§ TEXT PROVIDED

French families - statistics & facts
Families in France
On average, a French woman has slightly less than two children, which makes France one of the champions of birth rates in Europe. Nevertheless, the majority of French families are made up of an only child, to the detriment of large families, which have been declining since the 1990s.Although the nuclear family model remains in the majority, family structures tend to diversify. As most children in France were living with a couple in 2021, there were also more than three million children who were raised by single parents. That year, almost 2.6 million households in France were composed of a single mother with children, compared to 612.978 for a single father with children. Thus, the family seems to evolve at the same time as society, although women tend to raise children alone more frequently than men.
The evolution of family structures
In 2020, due to the COVID pandemic, the number of marriages amounted to less than 155 thousand, which is the lowest number of marriages ever recorded. In 2023, this figure had increased again and nearly reached 242,000.Nowadays, even though most French people are still traditionally attached to the marital institution, it is no longer considered a necessary step in making a home together. Not only are the majority of children born out of wedlock, but the average age at the first marriage has increased by about eight years for men and women between 2004 and 2021.
On May 17, 2013 France became the 9th European country to allow same-sex marriage. Only a few days after the legalization, the first same-sex marriage was celebrated in the southern city of Montpellier. In 2023, the number of same-sex marriages in France reached 7,000, with the highest number recorded in 2014 with 10,522 marriages. When asked whether children would be happy if raised by two fathers or two mothers, about 70 percent of respondents answered in the affirmative.
But not everyone fits together like a pair of socks. In 2020, there were about 57 thousand recorded divorces, which largely concerned marriages lasting five to nine years. This phenomenon suggests that the longer one is married in France, the least one is willing to get divorced. But what happens after a divorce? Most (47 percent) try to cope with alimony charges, new housing solutions, as well as obtaining custody of their children, others remarry.

§ GIVEN RECORDS
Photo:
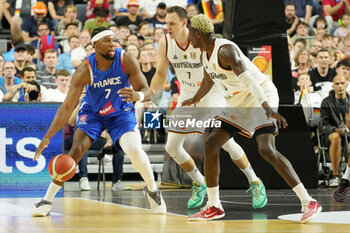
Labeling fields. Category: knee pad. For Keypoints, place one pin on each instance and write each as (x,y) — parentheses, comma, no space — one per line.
(236,152)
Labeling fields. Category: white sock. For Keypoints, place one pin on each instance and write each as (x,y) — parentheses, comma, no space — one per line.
(250,174)
(302,193)
(347,173)
(213,196)
(51,192)
(196,176)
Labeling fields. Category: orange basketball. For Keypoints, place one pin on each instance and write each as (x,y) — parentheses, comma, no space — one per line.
(62,167)
(261,63)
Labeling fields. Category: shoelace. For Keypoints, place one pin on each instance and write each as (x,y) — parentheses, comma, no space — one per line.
(195,190)
(254,189)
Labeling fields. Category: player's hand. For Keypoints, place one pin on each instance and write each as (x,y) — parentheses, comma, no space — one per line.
(43,144)
(128,94)
(190,102)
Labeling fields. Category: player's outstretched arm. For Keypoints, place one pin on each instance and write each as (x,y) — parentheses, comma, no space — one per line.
(138,81)
(205,87)
(162,66)
(80,78)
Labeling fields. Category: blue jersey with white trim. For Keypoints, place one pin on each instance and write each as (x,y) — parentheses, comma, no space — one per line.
(102,94)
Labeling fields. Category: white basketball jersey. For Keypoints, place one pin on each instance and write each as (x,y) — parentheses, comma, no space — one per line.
(187,65)
(236,93)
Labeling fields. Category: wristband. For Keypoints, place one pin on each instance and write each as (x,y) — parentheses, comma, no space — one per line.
(141,96)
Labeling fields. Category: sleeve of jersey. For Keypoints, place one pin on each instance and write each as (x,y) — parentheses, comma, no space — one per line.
(252,85)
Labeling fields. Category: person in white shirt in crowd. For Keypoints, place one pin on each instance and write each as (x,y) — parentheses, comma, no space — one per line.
(47,76)
(78,54)
(59,94)
(16,92)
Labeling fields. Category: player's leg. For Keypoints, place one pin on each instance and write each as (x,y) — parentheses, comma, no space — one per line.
(81,144)
(343,187)
(267,149)
(130,142)
(213,210)
(256,186)
(174,147)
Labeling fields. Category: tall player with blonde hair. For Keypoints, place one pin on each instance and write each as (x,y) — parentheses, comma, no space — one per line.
(175,49)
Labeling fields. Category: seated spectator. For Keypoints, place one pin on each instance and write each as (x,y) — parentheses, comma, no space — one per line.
(343,30)
(98,21)
(30,24)
(133,49)
(47,77)
(70,16)
(301,31)
(9,79)
(16,93)
(303,9)
(158,20)
(63,80)
(132,20)
(303,63)
(100,4)
(15,39)
(322,74)
(304,86)
(314,48)
(57,8)
(319,24)
(71,30)
(32,95)
(2,60)
(334,110)
(291,19)
(297,45)
(21,57)
(333,9)
(120,8)
(65,59)
(144,30)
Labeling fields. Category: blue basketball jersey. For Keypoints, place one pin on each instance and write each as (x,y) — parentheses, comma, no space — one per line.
(102,94)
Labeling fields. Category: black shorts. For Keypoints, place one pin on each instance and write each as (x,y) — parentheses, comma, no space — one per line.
(233,130)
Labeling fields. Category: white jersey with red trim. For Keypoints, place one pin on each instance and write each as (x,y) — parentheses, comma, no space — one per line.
(236,93)
(189,71)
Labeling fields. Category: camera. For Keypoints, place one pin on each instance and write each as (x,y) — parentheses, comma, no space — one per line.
(33,95)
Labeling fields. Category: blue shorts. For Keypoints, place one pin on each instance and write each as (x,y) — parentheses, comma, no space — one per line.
(117,123)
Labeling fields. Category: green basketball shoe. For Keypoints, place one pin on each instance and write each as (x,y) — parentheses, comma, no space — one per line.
(259,199)
(198,194)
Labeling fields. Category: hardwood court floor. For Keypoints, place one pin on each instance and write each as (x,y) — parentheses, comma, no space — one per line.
(125,211)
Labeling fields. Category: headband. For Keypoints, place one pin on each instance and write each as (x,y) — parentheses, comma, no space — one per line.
(102,34)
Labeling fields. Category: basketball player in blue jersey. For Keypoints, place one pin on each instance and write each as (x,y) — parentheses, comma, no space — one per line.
(253,100)
(175,49)
(106,76)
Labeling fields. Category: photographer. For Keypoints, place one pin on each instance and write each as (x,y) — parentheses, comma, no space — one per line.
(334,111)
(16,93)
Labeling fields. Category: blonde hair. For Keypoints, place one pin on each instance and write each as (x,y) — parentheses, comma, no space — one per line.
(202,23)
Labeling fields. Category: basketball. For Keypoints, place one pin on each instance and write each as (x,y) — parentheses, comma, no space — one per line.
(62,167)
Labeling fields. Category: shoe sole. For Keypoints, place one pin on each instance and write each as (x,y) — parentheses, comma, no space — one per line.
(313,216)
(206,219)
(261,206)
(158,209)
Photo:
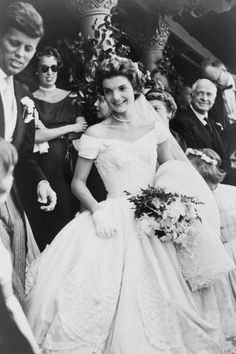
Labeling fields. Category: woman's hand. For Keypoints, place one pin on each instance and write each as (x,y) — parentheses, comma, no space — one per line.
(104,225)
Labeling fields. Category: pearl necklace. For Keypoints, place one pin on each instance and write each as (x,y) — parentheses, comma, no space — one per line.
(120,119)
(47,89)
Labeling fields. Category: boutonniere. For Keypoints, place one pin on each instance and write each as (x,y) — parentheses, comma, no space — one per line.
(219,125)
(30,112)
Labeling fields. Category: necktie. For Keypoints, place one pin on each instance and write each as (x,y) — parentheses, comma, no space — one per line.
(208,125)
(9,105)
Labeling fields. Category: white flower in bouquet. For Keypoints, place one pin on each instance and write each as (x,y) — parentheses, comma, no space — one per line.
(157,203)
(169,216)
(192,212)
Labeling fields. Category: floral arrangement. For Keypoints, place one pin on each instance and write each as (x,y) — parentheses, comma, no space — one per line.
(82,54)
(169,216)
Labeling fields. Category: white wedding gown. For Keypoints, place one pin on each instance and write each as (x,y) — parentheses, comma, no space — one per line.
(124,295)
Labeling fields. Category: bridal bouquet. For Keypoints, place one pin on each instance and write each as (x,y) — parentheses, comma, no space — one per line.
(169,216)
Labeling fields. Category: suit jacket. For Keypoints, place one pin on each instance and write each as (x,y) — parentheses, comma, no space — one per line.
(27,171)
(196,135)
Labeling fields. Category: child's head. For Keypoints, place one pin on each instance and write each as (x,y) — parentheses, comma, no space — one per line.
(207,162)
(8,159)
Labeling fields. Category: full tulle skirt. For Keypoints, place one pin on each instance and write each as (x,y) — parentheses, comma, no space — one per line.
(120,295)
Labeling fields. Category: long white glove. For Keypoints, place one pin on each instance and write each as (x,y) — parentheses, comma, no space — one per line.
(104,225)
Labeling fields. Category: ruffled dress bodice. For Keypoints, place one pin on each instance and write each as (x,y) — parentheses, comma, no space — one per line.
(124,166)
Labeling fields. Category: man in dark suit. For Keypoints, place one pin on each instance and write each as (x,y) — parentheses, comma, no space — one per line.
(194,123)
(21,28)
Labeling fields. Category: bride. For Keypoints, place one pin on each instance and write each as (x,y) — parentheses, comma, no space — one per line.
(99,287)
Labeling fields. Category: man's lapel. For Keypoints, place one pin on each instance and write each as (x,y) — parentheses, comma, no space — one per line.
(200,131)
(19,130)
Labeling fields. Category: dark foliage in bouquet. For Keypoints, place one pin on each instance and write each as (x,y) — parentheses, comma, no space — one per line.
(83,54)
(166,67)
(169,216)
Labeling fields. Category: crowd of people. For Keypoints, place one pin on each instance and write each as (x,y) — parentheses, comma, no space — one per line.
(76,277)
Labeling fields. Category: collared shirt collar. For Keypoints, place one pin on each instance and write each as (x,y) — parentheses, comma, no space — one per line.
(199,115)
(3,76)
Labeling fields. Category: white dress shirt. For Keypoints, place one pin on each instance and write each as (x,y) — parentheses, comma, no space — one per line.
(9,104)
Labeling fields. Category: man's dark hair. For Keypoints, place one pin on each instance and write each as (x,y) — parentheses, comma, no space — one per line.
(24,17)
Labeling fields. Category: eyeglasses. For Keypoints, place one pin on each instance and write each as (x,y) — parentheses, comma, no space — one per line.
(45,68)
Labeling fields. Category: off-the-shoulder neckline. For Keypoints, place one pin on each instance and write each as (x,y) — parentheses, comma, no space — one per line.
(124,141)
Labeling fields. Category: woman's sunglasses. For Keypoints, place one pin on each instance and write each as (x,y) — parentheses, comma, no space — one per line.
(45,68)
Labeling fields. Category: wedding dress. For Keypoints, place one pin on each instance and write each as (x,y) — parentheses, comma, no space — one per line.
(122,295)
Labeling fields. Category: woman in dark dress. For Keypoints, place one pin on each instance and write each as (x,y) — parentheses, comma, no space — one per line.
(58,124)
(165,105)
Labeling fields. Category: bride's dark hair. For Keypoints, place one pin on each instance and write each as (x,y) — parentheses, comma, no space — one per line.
(119,66)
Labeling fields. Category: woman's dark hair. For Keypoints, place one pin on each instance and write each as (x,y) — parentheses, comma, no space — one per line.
(164,97)
(119,66)
(48,52)
(24,17)
(8,157)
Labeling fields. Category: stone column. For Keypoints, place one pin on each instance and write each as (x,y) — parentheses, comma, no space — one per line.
(87,11)
(150,38)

§ EXERCISE DETAILS
Repeat word for word the part of the text on French families that begins at "On May 17, 2013" and stops after "in the affirmative.". The entries come from a separate source.

§ RESPONSE BELOW
On May 17, 2013 France became the 9th European country to allow same-sex marriage. Only a few days after the legalization, the first same-sex marriage was celebrated in the southern city of Montpellier. In 2023, the number of same-sex marriages in France reached 7,000, with the highest number recorded in 2014 with 10,522 marriages. When asked whether children would be happy if raised by two fathers or two mothers, about 70 percent of respondents answered in the affirmative.